### Excerpt provided

You have to help the body experience safety again. You get to do this within your own body and within the dynamic of your partnership.
The Impact on Intimacy
Unresolved attachment activation slowly changes how partners relate. The anxious partner may begin monitoring the relationship instead of enjoying it. This perpetuates the avoidant partner to want more distance as they feel their partner’s “hovering” energy. The withdrawing partner may begin avoiding emotional conversations altogether. This perpetuates the anxious partner to want to talk and fix the uncomfortable energy between them even more.
Physical intimacy often changes too. Anxiety makes closeness feel fragile with amplified vulnerability. Withdrawal makes closeness feel pressured, almost needing it to be scheduled. What began as a protective response becomes emotional distance, physical distance, energetic distance.
Couples often believe their problem is communication. More often, it is nervous system safety.
Polyvagal Theory and the Fear of Disconnection
Dr. Stephen Porges is the creator of polyvagal theory. In this theory, to keep it brief, he identifies that there are three nervous system states:
Ventral vagal (safe & connected)
Sympathetic (fight/flight activation)
Dorsal vagal (shutdown/collapse)
Polyvagal theory talks alot about the “window of tolerance,” which is the optimal state that the system can be in where it is not in hyper-arousal in high or hypo-arousal in shut down, but it hovering in the middle — awake, aware and present. Trauma narrows the window of tolerance and regulation techniques shift the nervous system back into a ventral state where the window of tolerance can be widened and more “spacious,” one could say.

### Listed records
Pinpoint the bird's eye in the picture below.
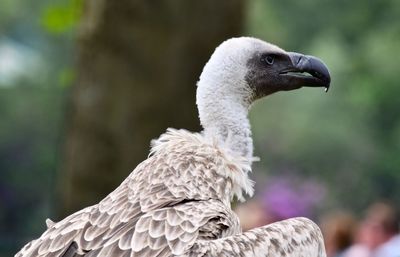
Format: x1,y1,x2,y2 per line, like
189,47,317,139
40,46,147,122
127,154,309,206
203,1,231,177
261,54,275,65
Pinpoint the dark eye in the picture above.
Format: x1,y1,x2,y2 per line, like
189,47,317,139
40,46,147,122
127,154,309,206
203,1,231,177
261,54,275,65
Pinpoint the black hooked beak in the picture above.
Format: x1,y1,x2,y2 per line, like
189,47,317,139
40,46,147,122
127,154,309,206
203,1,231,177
280,52,331,92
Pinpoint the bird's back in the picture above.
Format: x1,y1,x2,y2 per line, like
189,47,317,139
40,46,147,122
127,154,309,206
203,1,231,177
16,130,250,257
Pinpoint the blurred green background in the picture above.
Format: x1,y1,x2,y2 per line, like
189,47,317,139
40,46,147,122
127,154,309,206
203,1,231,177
0,0,400,256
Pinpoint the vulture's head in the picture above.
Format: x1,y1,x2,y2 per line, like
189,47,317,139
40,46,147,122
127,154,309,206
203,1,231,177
197,37,331,112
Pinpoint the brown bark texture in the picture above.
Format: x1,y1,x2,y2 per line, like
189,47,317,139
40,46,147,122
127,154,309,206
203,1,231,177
57,0,244,217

### What this exercise asks
1. Reproduce, word for word, everything in the passage on attachment and the nervous system from "The Impact on" down to "them even more.".
2. Carry on the passage about attachment and the nervous system from the point where it stops.

### Exercise answers
1.
The Impact on Intimacy
Unresolved attachment activation slowly changes how partners relate. The anxious partner may begin monitoring the relationship instead of enjoying it. This perpetuates the avoidant partner to want more distance as they feel their partner’s “hovering” energy. The withdrawing partner may begin avoiding emotional conversations altogether. This perpetuates the anxious partner to want to talk and fix the uncomfortable energy between them even more.

2.
Within relationship, our nervous system is constantly shifting states. Thus, in conflict or day-to-day interactions, partner distance shifts someone with anxious attachment out of ventral vagal safety and into sympathetic activation and shifts someone with avoidant attachment out of their window of tolerance into activation or directly into dorsal vagal.
Polyvagal theory talks a lot about the “window of tolerance,” which is the optimal state that the system can be in where it is not in hyper-arousal in high activation or hypo-arousal in shut down, but it hovering in the middle — awake, aware and present. Trauma narrows the window of tolerance and regulation techniques shift the nervous system back into a ventral state where the window of tolerance can be widened and more “spacious,” one could say.
Nonetheless, the way we connection = survival at a biological level. Connection is what all life is hinged upon. Even those who feel incredibly “disconnected” from others are inherently not. We are constantly operating in response to the level of connection we feel or do not feel with the world around us. Connection is survival. We need it (ps. it actually is one of the greatest factors to longevity in life. The more connected you feel to community and relationships, the longer you live — even when you may choose other unhealthy lifestyle choices. Connection is what got us to this earth and it is what keeps us “alive,” whether we choose to believe it or not. Again, we need it.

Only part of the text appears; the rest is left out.